EXERCISE DETAILS:
Your answer should be every line of the records that contains the word "water".

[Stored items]
- Opening Delimiter -

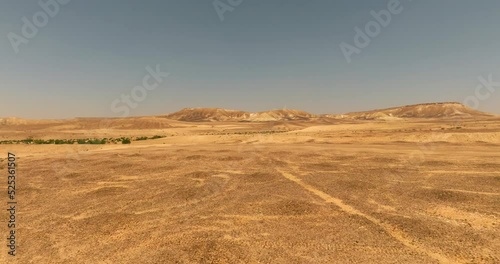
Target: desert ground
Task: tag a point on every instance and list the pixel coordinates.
(324, 191)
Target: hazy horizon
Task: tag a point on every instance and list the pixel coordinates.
(258, 56)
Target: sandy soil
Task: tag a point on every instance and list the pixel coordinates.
(419, 191)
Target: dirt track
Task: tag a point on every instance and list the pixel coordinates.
(273, 198)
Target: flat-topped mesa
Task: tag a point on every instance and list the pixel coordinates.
(220, 114)
(425, 110)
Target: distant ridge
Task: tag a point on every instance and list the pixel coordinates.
(425, 110)
(220, 114)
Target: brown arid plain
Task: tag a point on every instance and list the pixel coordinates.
(413, 184)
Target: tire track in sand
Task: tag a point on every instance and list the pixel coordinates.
(392, 231)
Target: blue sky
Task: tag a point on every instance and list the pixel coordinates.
(263, 55)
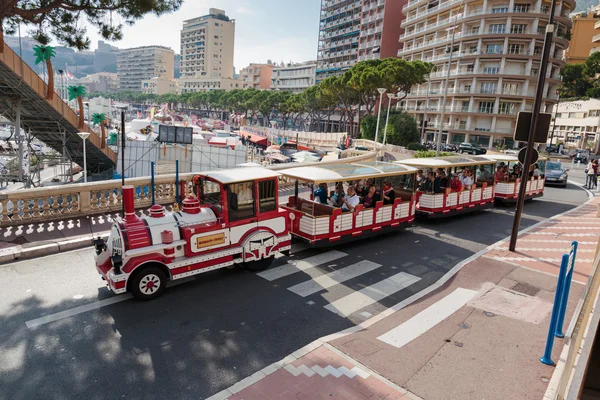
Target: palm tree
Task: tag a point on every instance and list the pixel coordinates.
(98, 119)
(77, 92)
(44, 54)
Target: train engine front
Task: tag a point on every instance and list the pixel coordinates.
(139, 254)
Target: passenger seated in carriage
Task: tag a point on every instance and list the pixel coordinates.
(389, 195)
(371, 197)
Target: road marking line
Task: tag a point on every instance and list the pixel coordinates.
(77, 310)
(371, 294)
(326, 281)
(90, 306)
(428, 318)
(301, 265)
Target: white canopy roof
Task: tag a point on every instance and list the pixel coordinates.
(227, 176)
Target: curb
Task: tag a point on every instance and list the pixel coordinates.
(18, 253)
(324, 341)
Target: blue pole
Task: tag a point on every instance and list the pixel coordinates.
(177, 181)
(546, 358)
(152, 179)
(565, 299)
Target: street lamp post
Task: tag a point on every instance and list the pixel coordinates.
(391, 97)
(84, 136)
(447, 80)
(381, 92)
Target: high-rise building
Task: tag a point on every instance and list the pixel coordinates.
(257, 76)
(294, 77)
(142, 63)
(207, 46)
(356, 30)
(582, 33)
(494, 69)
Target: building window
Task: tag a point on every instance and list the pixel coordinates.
(515, 49)
(497, 28)
(494, 48)
(521, 7)
(518, 28)
(488, 87)
(486, 107)
(506, 108)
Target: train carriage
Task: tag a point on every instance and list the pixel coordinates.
(234, 218)
(507, 190)
(324, 224)
(446, 202)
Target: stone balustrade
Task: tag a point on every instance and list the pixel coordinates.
(84, 199)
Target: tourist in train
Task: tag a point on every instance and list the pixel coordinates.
(467, 179)
(351, 200)
(482, 174)
(389, 195)
(427, 184)
(455, 183)
(443, 181)
(338, 197)
(499, 175)
(321, 193)
(371, 197)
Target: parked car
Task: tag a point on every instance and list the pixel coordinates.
(471, 148)
(556, 173)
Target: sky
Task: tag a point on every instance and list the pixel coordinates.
(279, 30)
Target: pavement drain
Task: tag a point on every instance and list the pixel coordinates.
(526, 288)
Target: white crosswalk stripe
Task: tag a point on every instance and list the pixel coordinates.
(371, 294)
(322, 282)
(301, 265)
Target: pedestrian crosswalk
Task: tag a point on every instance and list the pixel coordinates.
(348, 289)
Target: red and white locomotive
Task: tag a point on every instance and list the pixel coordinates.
(234, 218)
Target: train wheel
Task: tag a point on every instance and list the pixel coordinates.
(148, 284)
(259, 265)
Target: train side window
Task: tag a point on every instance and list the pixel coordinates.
(211, 194)
(241, 201)
(266, 196)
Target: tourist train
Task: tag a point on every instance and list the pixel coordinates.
(235, 217)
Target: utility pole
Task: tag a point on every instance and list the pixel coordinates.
(535, 113)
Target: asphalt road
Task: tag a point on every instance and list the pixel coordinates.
(209, 333)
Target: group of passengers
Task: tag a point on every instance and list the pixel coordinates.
(505, 174)
(365, 193)
(438, 182)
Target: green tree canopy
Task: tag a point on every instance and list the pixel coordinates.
(62, 19)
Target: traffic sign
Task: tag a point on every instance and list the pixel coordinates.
(534, 157)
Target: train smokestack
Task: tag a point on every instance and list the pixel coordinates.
(129, 203)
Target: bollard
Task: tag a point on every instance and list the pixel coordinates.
(546, 358)
(565, 292)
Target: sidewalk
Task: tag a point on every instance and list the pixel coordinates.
(480, 335)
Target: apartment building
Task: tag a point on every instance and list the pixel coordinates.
(159, 86)
(257, 76)
(582, 33)
(577, 123)
(142, 63)
(207, 44)
(294, 77)
(355, 30)
(494, 69)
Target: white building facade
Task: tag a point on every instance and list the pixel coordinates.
(494, 69)
(294, 77)
(577, 124)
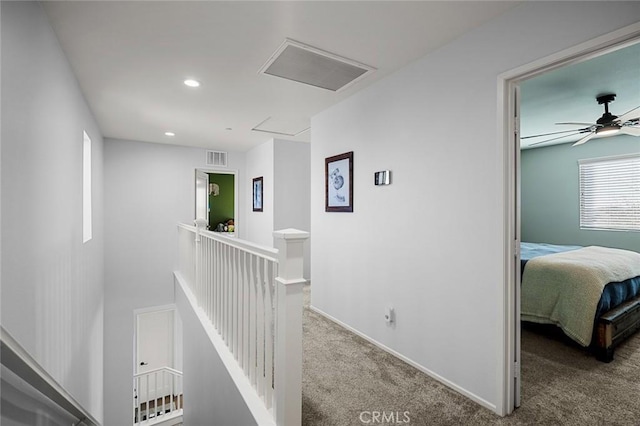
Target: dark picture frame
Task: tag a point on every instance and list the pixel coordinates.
(338, 183)
(258, 194)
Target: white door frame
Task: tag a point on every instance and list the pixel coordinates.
(508, 105)
(136, 312)
(236, 212)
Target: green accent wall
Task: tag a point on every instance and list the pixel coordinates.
(550, 209)
(221, 206)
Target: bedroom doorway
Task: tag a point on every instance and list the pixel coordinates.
(510, 93)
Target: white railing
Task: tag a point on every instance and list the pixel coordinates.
(253, 297)
(157, 395)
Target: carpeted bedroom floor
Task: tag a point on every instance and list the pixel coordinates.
(345, 379)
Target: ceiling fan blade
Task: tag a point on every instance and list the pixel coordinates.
(576, 124)
(553, 139)
(586, 129)
(630, 115)
(585, 139)
(633, 131)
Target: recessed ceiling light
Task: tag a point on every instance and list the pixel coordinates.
(192, 83)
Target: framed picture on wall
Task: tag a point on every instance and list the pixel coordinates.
(339, 183)
(257, 194)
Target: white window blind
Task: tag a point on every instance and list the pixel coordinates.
(610, 193)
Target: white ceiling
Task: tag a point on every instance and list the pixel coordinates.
(130, 59)
(569, 94)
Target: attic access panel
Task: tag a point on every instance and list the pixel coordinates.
(305, 64)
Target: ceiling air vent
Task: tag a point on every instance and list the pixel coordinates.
(217, 158)
(309, 65)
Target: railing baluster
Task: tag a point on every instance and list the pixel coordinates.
(163, 393)
(260, 327)
(252, 319)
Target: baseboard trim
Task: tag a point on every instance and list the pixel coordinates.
(475, 398)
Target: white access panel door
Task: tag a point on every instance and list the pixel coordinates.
(154, 350)
(202, 196)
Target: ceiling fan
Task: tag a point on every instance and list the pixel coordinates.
(607, 125)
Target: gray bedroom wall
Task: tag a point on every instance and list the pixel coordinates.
(149, 188)
(52, 282)
(438, 259)
(550, 208)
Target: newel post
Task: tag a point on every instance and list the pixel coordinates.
(201, 225)
(288, 350)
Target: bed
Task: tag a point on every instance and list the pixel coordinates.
(591, 293)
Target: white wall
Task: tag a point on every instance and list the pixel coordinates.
(52, 283)
(149, 188)
(211, 397)
(23, 405)
(260, 224)
(284, 166)
(431, 244)
(292, 198)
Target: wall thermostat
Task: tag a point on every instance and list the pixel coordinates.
(382, 178)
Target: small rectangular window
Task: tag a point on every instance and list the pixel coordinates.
(86, 189)
(610, 193)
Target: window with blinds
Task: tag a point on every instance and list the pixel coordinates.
(610, 193)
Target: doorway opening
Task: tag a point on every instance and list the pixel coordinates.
(511, 98)
(157, 370)
(217, 200)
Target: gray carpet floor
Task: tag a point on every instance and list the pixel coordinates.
(344, 375)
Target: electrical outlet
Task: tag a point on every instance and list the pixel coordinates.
(389, 314)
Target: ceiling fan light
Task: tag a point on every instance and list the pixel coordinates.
(608, 130)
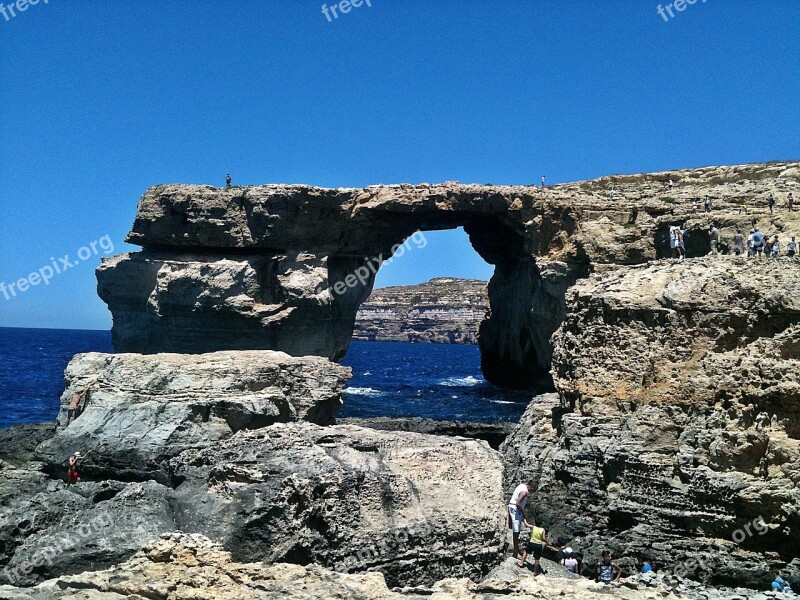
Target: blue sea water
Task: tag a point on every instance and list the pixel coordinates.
(390, 379)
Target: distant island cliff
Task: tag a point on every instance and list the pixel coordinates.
(444, 310)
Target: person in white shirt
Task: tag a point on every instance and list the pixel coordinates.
(516, 511)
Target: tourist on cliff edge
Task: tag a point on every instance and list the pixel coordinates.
(516, 511)
(536, 546)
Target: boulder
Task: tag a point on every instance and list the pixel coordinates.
(415, 507)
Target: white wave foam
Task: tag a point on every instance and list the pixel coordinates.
(467, 381)
(363, 392)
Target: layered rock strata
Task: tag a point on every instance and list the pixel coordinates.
(492, 433)
(286, 267)
(142, 410)
(444, 310)
(415, 507)
(178, 566)
(675, 435)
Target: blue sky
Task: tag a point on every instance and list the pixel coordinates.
(101, 100)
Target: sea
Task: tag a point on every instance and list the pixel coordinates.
(390, 379)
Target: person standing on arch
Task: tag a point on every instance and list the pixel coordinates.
(516, 511)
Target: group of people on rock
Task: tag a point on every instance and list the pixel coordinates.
(770, 202)
(605, 571)
(518, 517)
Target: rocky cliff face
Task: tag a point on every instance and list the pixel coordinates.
(143, 410)
(441, 311)
(287, 267)
(224, 445)
(177, 566)
(674, 436)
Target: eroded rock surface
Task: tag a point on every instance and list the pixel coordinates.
(493, 433)
(258, 267)
(179, 566)
(415, 507)
(444, 310)
(675, 435)
(143, 410)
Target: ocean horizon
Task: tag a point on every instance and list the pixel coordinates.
(390, 379)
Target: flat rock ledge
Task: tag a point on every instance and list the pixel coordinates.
(180, 566)
(143, 410)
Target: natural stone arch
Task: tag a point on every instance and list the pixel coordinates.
(252, 268)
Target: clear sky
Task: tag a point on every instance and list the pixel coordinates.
(102, 99)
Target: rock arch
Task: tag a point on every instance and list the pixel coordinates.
(272, 267)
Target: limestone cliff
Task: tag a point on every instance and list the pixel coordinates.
(676, 429)
(444, 310)
(179, 566)
(286, 267)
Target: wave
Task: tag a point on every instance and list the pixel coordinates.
(356, 391)
(467, 381)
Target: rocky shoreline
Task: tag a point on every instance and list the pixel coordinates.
(444, 310)
(671, 437)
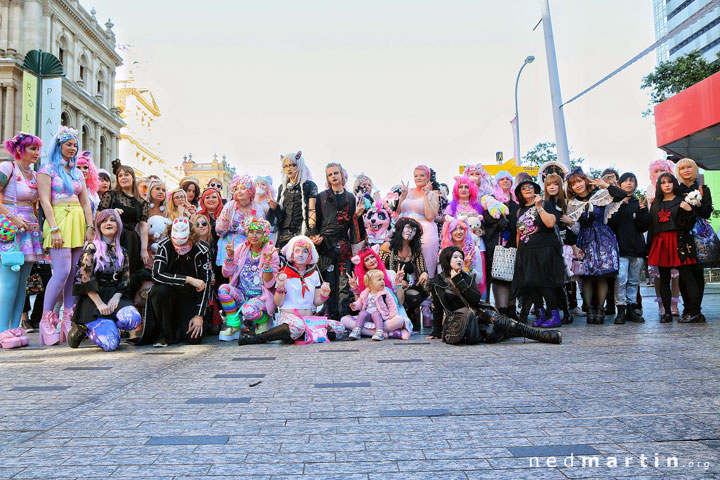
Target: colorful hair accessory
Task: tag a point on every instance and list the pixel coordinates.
(64, 134)
(7, 229)
(253, 223)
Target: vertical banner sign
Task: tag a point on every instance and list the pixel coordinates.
(50, 112)
(29, 105)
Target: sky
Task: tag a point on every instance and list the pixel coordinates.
(382, 86)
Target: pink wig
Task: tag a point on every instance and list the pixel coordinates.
(360, 270)
(450, 225)
(92, 182)
(667, 165)
(16, 146)
(101, 256)
(499, 194)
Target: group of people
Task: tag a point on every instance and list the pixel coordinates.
(304, 265)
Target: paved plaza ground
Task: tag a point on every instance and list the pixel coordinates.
(367, 410)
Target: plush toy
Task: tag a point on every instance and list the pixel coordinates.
(377, 224)
(475, 224)
(496, 208)
(7, 230)
(157, 230)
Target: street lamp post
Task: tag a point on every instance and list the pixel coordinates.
(518, 159)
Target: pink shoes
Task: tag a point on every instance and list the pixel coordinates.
(49, 334)
(13, 338)
(66, 325)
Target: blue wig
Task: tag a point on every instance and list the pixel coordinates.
(58, 162)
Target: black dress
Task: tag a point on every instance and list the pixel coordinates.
(134, 211)
(539, 261)
(107, 281)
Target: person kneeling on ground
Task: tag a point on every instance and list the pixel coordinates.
(179, 296)
(101, 286)
(452, 288)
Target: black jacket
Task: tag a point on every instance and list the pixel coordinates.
(629, 223)
(165, 262)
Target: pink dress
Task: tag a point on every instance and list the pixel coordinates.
(413, 207)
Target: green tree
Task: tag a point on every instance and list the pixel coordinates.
(546, 152)
(671, 77)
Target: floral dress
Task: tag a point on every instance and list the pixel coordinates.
(595, 238)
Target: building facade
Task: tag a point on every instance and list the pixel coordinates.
(87, 52)
(703, 34)
(140, 112)
(205, 171)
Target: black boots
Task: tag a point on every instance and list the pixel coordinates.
(77, 334)
(517, 329)
(621, 314)
(281, 332)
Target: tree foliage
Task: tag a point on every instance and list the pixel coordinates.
(671, 77)
(547, 152)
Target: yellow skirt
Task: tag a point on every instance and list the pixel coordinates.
(71, 220)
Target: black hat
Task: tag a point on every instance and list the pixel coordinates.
(526, 181)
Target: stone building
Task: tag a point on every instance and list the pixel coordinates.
(205, 171)
(87, 52)
(138, 147)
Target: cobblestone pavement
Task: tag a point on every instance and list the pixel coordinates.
(372, 410)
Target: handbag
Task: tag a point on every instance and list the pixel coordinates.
(503, 267)
(34, 285)
(578, 267)
(706, 242)
(460, 326)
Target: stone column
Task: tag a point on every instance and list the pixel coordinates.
(9, 131)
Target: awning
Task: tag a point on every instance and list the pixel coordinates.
(688, 123)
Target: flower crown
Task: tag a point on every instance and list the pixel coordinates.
(64, 134)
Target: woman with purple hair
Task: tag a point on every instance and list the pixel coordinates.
(18, 197)
(102, 288)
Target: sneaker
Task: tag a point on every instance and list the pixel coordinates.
(229, 334)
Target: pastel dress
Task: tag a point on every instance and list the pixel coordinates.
(414, 208)
(69, 217)
(18, 194)
(231, 229)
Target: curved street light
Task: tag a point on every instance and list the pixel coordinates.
(518, 160)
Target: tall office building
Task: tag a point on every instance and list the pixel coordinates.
(703, 34)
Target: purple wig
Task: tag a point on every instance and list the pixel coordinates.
(101, 256)
(16, 146)
(452, 207)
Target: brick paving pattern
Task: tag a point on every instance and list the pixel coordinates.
(374, 410)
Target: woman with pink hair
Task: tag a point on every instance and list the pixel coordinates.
(657, 168)
(456, 233)
(421, 203)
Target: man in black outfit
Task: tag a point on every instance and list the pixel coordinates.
(340, 225)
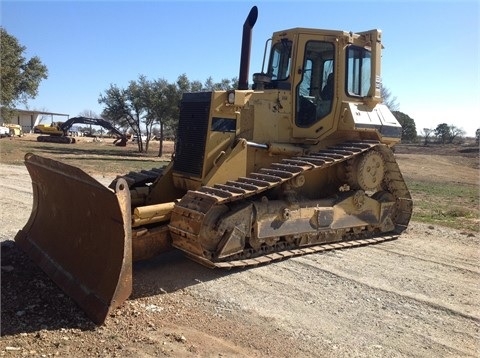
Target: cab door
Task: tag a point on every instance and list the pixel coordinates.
(315, 86)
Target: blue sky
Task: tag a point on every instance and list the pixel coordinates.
(430, 61)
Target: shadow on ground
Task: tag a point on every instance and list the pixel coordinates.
(30, 301)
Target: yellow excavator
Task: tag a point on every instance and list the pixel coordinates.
(299, 162)
(58, 132)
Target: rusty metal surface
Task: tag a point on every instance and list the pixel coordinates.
(79, 233)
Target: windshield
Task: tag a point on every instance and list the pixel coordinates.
(280, 60)
(358, 71)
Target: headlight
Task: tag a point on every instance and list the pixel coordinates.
(231, 97)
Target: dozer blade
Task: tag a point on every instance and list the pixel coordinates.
(79, 233)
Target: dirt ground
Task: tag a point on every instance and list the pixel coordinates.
(415, 296)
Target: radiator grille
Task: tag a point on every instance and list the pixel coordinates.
(192, 133)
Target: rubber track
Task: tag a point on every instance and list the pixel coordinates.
(195, 205)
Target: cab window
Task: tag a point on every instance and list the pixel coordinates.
(280, 60)
(315, 92)
(358, 71)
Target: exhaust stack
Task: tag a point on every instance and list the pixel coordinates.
(246, 47)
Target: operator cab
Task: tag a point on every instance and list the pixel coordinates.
(321, 69)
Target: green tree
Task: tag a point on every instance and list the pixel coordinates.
(20, 77)
(124, 106)
(448, 133)
(442, 132)
(426, 133)
(409, 130)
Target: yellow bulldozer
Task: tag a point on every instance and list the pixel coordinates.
(299, 162)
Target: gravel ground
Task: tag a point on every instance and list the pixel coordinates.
(416, 296)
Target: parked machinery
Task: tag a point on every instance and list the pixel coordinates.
(286, 168)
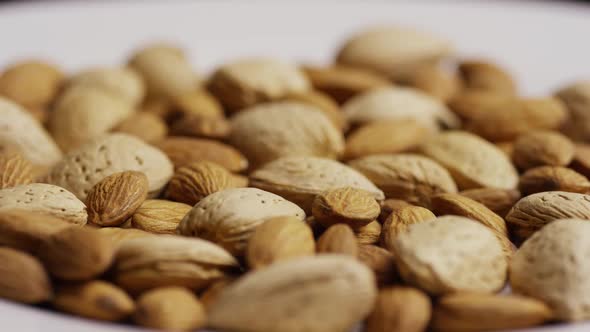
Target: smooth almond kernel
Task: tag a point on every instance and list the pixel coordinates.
(551, 178)
(77, 254)
(159, 216)
(338, 239)
(399, 221)
(94, 299)
(542, 148)
(400, 309)
(471, 312)
(114, 199)
(279, 239)
(170, 308)
(351, 206)
(195, 181)
(23, 278)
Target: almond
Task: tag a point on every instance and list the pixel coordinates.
(338, 239)
(279, 239)
(94, 299)
(351, 206)
(23, 278)
(400, 309)
(159, 216)
(170, 308)
(114, 199)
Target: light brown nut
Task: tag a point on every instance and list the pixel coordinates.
(400, 220)
(344, 82)
(300, 179)
(165, 70)
(472, 161)
(144, 125)
(535, 211)
(159, 216)
(94, 299)
(229, 217)
(82, 114)
(397, 103)
(15, 170)
(471, 312)
(270, 131)
(498, 200)
(22, 133)
(115, 198)
(381, 261)
(294, 293)
(248, 82)
(32, 84)
(393, 50)
(551, 266)
(486, 76)
(338, 239)
(351, 206)
(512, 117)
(44, 198)
(23, 278)
(166, 260)
(551, 178)
(83, 168)
(279, 239)
(542, 148)
(195, 181)
(122, 82)
(170, 308)
(400, 309)
(391, 136)
(77, 253)
(184, 150)
(368, 234)
(451, 254)
(576, 98)
(408, 177)
(323, 103)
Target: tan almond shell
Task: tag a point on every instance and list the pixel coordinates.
(294, 293)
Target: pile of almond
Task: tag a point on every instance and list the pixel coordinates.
(402, 188)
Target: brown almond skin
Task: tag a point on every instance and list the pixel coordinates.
(114, 199)
(278, 239)
(542, 148)
(15, 170)
(471, 312)
(400, 309)
(351, 206)
(170, 308)
(498, 200)
(338, 239)
(77, 253)
(23, 278)
(195, 181)
(399, 221)
(381, 261)
(552, 178)
(94, 299)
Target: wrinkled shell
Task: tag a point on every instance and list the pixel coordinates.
(293, 295)
(81, 169)
(44, 198)
(472, 161)
(270, 131)
(451, 254)
(300, 179)
(229, 217)
(552, 266)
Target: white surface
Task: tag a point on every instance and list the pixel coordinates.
(544, 44)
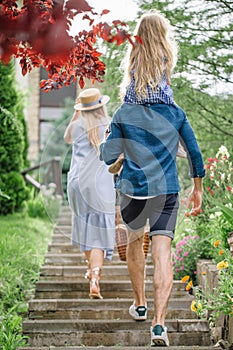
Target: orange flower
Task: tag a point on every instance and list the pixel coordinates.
(189, 285)
(222, 265)
(185, 278)
(217, 243)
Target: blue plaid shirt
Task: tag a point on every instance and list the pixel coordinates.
(163, 93)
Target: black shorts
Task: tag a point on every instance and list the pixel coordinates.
(161, 212)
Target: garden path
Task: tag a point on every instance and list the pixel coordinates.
(62, 317)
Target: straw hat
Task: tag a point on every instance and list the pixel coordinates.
(90, 99)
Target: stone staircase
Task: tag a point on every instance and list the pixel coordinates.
(62, 317)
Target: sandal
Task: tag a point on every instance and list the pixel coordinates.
(94, 283)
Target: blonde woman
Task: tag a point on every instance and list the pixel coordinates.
(147, 129)
(90, 186)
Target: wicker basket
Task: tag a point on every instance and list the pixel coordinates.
(146, 242)
(121, 241)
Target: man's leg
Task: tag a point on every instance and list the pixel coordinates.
(163, 276)
(136, 266)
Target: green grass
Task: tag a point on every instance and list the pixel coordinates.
(23, 244)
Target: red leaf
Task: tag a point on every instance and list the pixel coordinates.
(138, 39)
(81, 82)
(78, 5)
(105, 12)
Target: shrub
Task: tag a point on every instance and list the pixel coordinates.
(12, 101)
(11, 142)
(15, 192)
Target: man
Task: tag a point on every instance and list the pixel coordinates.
(148, 136)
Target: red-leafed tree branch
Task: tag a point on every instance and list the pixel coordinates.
(38, 34)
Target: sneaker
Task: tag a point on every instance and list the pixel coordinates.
(159, 336)
(138, 313)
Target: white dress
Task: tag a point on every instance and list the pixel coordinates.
(91, 194)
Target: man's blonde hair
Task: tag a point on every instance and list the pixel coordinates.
(149, 60)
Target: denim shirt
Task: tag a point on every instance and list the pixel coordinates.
(148, 135)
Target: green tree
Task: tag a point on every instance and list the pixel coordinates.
(12, 144)
(204, 32)
(12, 100)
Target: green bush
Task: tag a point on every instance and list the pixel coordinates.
(15, 192)
(213, 224)
(12, 101)
(23, 243)
(11, 142)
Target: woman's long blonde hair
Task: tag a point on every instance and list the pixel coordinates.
(92, 122)
(149, 60)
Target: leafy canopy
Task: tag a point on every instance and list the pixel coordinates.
(38, 34)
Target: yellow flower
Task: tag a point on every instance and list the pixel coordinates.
(185, 278)
(217, 243)
(194, 306)
(222, 265)
(189, 285)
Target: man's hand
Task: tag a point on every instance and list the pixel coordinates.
(195, 197)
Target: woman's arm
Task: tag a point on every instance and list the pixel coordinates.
(189, 142)
(68, 131)
(112, 146)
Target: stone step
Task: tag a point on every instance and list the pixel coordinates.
(109, 289)
(78, 258)
(109, 272)
(107, 309)
(111, 333)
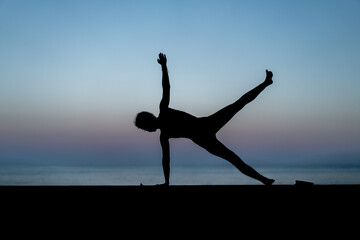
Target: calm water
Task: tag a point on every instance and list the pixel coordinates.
(180, 175)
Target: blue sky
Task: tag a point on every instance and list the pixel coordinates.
(73, 74)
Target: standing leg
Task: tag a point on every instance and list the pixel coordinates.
(215, 147)
(220, 118)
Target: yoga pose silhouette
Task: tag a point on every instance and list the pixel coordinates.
(202, 131)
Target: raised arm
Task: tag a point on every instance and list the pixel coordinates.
(166, 158)
(164, 103)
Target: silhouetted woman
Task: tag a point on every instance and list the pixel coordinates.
(202, 131)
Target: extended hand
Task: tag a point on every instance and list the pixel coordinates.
(162, 59)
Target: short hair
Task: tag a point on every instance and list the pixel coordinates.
(146, 121)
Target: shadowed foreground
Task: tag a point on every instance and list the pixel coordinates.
(306, 209)
(190, 196)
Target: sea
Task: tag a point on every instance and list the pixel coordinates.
(60, 175)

- Closing Delimiter -

WRITTEN SOLUTION:
Target: blue sea water
Target: calm water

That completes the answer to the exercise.